YOUR GOAL:
Locate every line in the records below that contains the word "background" and copy each of those lines in full.

GIVEN ENTRIES:
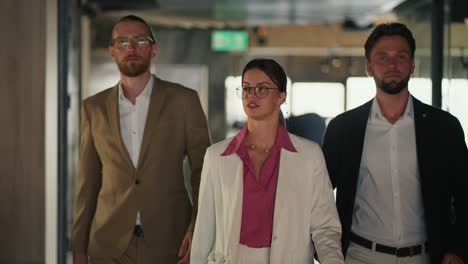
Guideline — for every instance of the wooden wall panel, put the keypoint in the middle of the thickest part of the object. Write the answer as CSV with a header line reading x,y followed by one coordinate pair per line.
x,y
22,83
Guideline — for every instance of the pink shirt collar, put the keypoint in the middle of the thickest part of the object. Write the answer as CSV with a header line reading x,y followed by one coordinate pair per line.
x,y
282,141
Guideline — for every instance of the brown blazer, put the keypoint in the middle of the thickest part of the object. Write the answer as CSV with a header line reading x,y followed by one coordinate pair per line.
x,y
110,190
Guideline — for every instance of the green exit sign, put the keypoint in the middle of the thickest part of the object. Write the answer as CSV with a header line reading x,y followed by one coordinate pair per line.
x,y
229,40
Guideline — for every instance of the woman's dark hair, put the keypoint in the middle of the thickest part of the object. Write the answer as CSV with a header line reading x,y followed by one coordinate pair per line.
x,y
271,68
389,29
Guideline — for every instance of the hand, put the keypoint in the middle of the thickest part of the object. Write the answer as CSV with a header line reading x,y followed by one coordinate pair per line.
x,y
184,252
452,259
80,258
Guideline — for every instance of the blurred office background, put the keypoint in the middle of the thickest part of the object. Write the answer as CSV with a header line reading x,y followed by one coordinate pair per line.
x,y
54,54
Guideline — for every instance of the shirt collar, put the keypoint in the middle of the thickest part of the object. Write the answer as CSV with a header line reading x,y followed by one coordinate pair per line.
x,y
282,141
146,93
376,112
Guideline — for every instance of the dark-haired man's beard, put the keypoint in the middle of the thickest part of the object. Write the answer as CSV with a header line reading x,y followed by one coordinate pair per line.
x,y
392,87
134,69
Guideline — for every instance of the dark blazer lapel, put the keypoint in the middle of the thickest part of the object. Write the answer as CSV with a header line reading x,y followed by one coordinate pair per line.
x,y
356,139
112,105
157,100
420,118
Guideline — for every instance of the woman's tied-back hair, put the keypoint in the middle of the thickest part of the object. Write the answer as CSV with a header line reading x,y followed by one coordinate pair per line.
x,y
271,68
389,29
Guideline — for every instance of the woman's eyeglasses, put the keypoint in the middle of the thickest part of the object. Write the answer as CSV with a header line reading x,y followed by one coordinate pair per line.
x,y
260,91
137,42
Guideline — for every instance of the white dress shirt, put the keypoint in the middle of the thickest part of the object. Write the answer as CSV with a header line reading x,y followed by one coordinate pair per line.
x,y
388,208
132,122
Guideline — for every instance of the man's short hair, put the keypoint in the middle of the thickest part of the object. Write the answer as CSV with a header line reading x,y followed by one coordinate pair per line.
x,y
134,18
389,29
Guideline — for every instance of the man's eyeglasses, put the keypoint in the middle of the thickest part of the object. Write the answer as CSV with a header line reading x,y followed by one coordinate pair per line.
x,y
259,91
137,42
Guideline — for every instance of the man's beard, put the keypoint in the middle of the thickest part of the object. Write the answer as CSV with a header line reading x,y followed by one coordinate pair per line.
x,y
133,69
392,87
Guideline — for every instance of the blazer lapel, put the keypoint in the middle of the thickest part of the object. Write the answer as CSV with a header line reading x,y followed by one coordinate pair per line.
x,y
112,106
234,169
290,163
420,116
356,141
158,95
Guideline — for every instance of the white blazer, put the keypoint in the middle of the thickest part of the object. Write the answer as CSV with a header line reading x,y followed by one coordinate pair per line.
x,y
304,211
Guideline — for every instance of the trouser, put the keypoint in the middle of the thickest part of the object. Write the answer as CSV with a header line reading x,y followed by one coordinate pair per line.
x,y
357,254
248,255
136,253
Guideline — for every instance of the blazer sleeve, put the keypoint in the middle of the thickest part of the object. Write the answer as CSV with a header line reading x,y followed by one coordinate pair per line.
x,y
88,184
457,160
205,227
197,141
325,227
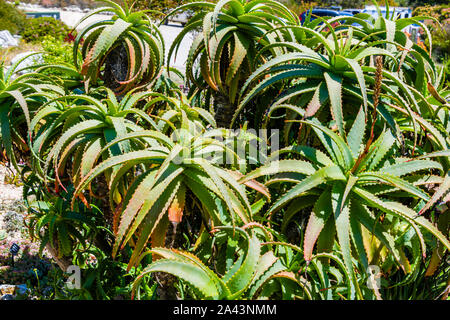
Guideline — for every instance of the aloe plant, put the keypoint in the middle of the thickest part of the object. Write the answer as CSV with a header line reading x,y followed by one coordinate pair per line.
x,y
232,33
337,78
79,126
17,92
129,41
164,174
244,278
349,187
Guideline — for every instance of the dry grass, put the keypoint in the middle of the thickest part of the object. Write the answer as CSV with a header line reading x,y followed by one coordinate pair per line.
x,y
9,53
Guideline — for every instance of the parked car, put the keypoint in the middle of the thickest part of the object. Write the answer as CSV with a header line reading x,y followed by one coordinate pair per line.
x,y
323,13
353,11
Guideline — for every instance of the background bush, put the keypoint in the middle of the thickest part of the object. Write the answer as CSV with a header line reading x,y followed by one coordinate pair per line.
x,y
10,18
37,28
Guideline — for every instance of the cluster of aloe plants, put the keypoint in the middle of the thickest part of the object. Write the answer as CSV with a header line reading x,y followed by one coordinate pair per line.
x,y
156,184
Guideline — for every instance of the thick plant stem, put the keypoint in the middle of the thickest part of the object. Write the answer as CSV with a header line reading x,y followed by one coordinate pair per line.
x,y
376,100
62,262
223,111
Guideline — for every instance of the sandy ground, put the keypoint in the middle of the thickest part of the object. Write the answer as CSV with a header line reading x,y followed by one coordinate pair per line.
x,y
169,32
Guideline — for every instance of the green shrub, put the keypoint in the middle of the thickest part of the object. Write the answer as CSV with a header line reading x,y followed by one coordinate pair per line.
x,y
56,51
37,28
10,18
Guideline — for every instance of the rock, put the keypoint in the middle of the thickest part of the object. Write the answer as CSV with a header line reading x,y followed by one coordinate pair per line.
x,y
7,289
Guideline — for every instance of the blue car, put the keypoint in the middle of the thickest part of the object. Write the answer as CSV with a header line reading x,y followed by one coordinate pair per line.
x,y
323,13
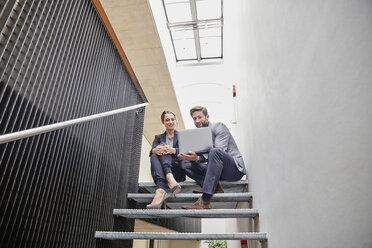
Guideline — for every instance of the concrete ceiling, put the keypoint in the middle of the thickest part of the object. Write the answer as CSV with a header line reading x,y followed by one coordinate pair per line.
x,y
134,26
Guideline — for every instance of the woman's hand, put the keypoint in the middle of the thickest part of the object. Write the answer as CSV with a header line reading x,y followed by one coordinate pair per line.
x,y
170,150
191,156
164,149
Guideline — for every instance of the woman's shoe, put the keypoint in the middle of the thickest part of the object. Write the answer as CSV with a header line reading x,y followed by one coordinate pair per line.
x,y
160,204
176,189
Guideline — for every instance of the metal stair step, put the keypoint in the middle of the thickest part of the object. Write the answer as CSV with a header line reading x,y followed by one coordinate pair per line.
x,y
181,236
191,197
193,183
176,213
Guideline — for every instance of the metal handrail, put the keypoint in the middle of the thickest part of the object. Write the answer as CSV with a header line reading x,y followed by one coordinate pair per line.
x,y
5,138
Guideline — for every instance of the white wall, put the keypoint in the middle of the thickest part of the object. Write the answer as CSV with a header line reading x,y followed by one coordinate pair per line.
x,y
304,80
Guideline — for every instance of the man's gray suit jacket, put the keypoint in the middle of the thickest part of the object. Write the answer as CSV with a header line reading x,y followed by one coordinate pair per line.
x,y
223,139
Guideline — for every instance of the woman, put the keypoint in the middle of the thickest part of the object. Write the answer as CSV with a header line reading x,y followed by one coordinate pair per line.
x,y
164,162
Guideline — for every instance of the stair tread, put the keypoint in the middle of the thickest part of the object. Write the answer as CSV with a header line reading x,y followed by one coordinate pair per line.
x,y
174,213
191,197
193,183
182,236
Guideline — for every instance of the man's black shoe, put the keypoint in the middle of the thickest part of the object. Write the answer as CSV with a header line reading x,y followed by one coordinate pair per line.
x,y
219,189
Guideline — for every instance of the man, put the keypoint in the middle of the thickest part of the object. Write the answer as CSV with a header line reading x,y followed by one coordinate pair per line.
x,y
224,160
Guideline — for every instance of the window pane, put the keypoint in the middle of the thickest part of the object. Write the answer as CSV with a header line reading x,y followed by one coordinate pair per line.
x,y
178,11
208,9
184,44
210,42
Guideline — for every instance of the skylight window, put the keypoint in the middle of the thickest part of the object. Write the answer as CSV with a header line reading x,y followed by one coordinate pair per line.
x,y
195,27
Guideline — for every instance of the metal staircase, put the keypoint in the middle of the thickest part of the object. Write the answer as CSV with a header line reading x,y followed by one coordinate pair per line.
x,y
223,206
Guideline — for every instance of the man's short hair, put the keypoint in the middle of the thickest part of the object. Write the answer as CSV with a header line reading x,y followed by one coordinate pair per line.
x,y
199,108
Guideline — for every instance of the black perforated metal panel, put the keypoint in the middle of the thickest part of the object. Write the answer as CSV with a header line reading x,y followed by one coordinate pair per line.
x,y
57,62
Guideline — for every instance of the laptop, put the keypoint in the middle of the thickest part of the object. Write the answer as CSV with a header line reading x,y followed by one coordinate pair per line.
x,y
197,140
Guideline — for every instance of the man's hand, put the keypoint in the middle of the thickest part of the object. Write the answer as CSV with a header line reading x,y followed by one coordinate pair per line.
x,y
160,149
192,156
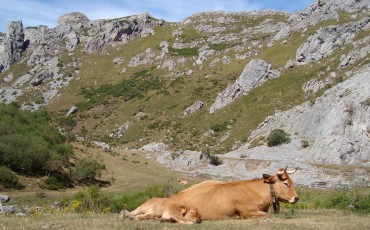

FINISHED ANSWER:
Guideline — for every instance of the blurred office background, put the keypoint in the middle of the thickest part of the object. Write the answer as CSV with a header line reading x,y followed by one coordinate pair per line.
Guideline — for every instance of the background bush, put the keypoint in the middle of the thickest part of the object. Write the answer as CSV with a header line reading x,y followed by one coordinate pair per line.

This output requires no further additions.